Reproduce the records below exactly; the images should not appear.

▶ [Material provided]:
----------------

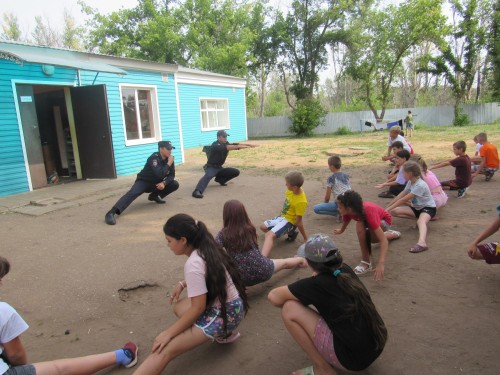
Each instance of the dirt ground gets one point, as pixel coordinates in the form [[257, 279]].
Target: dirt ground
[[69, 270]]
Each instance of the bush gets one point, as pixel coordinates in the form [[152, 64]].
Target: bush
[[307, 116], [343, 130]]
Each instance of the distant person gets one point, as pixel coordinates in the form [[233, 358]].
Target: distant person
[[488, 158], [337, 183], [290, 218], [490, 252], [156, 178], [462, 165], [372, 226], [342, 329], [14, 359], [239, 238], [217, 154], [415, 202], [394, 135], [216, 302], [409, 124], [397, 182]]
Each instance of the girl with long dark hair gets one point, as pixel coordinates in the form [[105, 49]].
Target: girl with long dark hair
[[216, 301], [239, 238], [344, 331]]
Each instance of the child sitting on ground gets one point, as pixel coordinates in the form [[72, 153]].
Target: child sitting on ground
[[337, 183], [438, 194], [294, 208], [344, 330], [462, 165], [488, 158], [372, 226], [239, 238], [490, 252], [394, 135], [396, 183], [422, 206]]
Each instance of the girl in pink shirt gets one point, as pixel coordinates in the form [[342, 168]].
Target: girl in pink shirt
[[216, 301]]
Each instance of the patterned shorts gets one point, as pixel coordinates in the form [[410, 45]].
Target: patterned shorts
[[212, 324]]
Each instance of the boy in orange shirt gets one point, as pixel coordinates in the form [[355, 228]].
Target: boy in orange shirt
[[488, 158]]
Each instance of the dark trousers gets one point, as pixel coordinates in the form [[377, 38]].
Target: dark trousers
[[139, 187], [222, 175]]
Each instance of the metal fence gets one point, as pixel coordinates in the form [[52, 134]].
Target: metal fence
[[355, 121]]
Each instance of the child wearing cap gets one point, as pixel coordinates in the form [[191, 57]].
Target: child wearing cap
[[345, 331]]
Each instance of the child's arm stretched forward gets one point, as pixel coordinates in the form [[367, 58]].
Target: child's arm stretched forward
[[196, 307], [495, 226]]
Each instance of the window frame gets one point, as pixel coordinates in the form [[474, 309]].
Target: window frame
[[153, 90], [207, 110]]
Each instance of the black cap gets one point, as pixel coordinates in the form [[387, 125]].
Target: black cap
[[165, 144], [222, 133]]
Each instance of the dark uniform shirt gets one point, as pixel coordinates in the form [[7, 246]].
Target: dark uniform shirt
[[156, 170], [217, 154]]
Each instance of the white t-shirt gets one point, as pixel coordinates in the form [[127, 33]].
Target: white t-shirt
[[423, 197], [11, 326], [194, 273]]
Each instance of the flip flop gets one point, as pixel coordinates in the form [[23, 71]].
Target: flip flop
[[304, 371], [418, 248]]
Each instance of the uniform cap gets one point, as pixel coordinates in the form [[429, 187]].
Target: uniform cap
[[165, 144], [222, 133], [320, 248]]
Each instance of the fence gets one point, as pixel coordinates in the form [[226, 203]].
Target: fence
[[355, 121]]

----------------

▶ [Reply to the exercise]:
Each instance of the dirt ground gets one point, as pixel coordinates in the form [[257, 279]].
Target: dirt ground
[[69, 270]]
Each instance of the bush gets one point, as pixel coordinates in the form [[152, 64]].
Target: bush
[[307, 116], [343, 130]]
Each instance of the distant person gets one point, as pixel coordinates in the form [[233, 358]].
Target: distant person
[[488, 158], [337, 183], [290, 218], [490, 252], [156, 178], [462, 165], [372, 226], [342, 329], [14, 359], [239, 238], [217, 154], [415, 202], [394, 135], [216, 302], [409, 124], [397, 182]]
Each instance of the girl with long dark hair gets one point, as pixel coordinates in the form [[105, 49]].
Target: girl with long dark hair
[[216, 301], [239, 238], [344, 331]]
Each instance of the child sitting on ground gets one point, as pixel coordinates in the form [[72, 153]].
Target: child sitting on ground
[[337, 183], [438, 194], [294, 208], [344, 330], [462, 165], [488, 158], [372, 226], [239, 238], [490, 252], [394, 135], [396, 183], [422, 206]]
Each instance of the girl in pink shirt gets one point, as pixel coordinates in the form [[342, 168]].
Target: girl in pink shirt
[[216, 301]]
Each instance of the patterned shorts gets one point, as pixel coordinates in the form [[410, 45]].
Target: patterned shorts
[[212, 324]]
Each instance of the boy in orange shirt gets one point, as pixel coordinates in the form [[355, 228]].
Target: boy in orange shirt
[[488, 158]]
Each instance of the dark trousers gets one point, as pixel coordinates in the form [[377, 38]].
Target: dark trousers
[[139, 187], [222, 175]]
Each instance of the metal fence gets one point, as pixel coordinates in the form [[52, 134]].
Target: metal fence
[[355, 121]]
Each instance of the child wearing cap gets one point, as pixel coordinates in the form [[191, 57]].
Target: child wearing cap
[[345, 331]]
Each instance of the child's arm stretched forward gets one point, as pixel coordinates in the form [[367, 58]].
Target: child's arm stretched forward
[[196, 307], [495, 226]]
Each instance of the window frame gets one point, as pixel coordinates in the form [[474, 309]].
Target: window frame
[[153, 90], [207, 110]]
Each instance of the black cap gets one point, as pixel coordinates in the form [[387, 125]].
Target: black cap
[[165, 144], [222, 133]]
Each instance of the dark uniform shirt gets one point, as pixel coordinates in the form [[7, 246]].
Target: dark uniform shirt
[[156, 170], [217, 154]]
Each instance of the white t-shirt gets one point, as pixel coordinates in the form [[127, 33]].
Target: white t-shirt
[[423, 197], [11, 326], [194, 273]]
Each instance of the flip flop gets one point, as pixel coordinates in the form [[23, 71]].
Target: flip flop
[[304, 371], [418, 248]]
Each instance of the uniform cap gets one point, as pixel coordinates in the form [[429, 187]].
Target: uniform cap
[[165, 144], [222, 133], [320, 248]]
Each instance of the fence gets one point, as pixel coordinates in the form [[226, 203]].
Target: fence
[[355, 121]]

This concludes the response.